1.14. LB Croydon intends to request that the Secretary of State commence the designated area in April 2018 for 16 years with an option for a 3 year extension if required. Based on current financial assumptions it is anticipated that all debt associated with the provision of the £309m of infrastructure funding will be fully repaid by 2034. Therefore, the capture of business rates will commence in April 2018. LB Croydon have prescribed a further condition precedent to enable them to enter into any borrowing against the Growth Zone and begin the infrastructure investment; namely the land draw down arrangements that are set out in the CPO Indemnity Land Transfer agreement between LB Croydon and CLP for the Whitgift Centre development being enacted. In the event this condition precedent were not met, the infrastructure programme would be reassessed to ensure it remains affordable in the context of the Business Rates to be collected from other developments in the town centre.

Data listing →
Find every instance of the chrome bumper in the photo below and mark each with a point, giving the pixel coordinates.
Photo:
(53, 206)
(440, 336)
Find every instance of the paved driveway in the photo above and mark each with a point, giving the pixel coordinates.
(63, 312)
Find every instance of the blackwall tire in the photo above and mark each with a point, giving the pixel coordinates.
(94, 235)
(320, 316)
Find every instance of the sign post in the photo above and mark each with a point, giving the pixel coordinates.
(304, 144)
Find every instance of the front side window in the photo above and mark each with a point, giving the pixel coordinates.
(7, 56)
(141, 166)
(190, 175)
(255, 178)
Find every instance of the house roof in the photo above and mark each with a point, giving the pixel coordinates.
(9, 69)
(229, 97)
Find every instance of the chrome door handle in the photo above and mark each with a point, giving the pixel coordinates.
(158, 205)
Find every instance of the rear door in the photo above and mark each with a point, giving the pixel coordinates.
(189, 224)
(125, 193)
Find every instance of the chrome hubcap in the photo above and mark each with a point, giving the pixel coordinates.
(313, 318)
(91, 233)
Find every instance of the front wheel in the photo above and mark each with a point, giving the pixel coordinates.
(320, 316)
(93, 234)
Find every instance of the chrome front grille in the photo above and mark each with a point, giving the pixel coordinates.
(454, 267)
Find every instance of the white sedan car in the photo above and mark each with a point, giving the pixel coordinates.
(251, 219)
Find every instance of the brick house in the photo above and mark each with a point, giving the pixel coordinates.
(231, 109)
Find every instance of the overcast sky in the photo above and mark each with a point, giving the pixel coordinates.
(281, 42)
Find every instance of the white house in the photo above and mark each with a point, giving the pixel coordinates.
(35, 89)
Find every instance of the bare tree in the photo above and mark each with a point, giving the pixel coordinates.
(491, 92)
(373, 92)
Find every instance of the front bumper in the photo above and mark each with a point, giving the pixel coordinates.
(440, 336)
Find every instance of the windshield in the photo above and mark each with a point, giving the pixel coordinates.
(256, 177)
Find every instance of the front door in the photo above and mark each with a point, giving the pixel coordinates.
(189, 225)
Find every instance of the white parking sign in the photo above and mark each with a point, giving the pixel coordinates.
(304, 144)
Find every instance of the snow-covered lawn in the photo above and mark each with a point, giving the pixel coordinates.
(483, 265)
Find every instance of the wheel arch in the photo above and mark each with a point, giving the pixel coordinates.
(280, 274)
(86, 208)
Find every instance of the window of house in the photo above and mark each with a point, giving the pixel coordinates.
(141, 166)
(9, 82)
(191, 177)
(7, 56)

Do this → According to the Croydon Growth Zone passage, by what year is all debt tied to the £309m of infrastructure funding expected to be fully repaid? The rows have no connection to the Croydon Growth Zone passage.

Correct result → By 2034.